• _Entries from a point annotation set_
************

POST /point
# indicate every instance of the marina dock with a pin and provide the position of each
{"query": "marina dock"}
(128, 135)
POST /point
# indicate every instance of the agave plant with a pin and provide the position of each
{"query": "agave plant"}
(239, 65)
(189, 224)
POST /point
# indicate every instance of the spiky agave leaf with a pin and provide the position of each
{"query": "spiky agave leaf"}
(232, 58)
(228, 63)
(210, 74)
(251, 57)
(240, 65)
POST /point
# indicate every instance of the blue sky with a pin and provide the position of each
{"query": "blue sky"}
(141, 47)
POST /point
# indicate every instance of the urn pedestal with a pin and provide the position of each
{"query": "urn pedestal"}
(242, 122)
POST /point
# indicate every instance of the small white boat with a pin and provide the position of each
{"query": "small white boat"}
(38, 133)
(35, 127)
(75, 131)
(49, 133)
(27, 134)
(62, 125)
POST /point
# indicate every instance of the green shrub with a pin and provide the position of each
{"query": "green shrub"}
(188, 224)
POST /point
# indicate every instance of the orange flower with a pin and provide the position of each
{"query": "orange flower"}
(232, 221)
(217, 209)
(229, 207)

************

How many lines of the records contain the string "shrub"? Give only the number.

• _WORKED SOLUTION_
2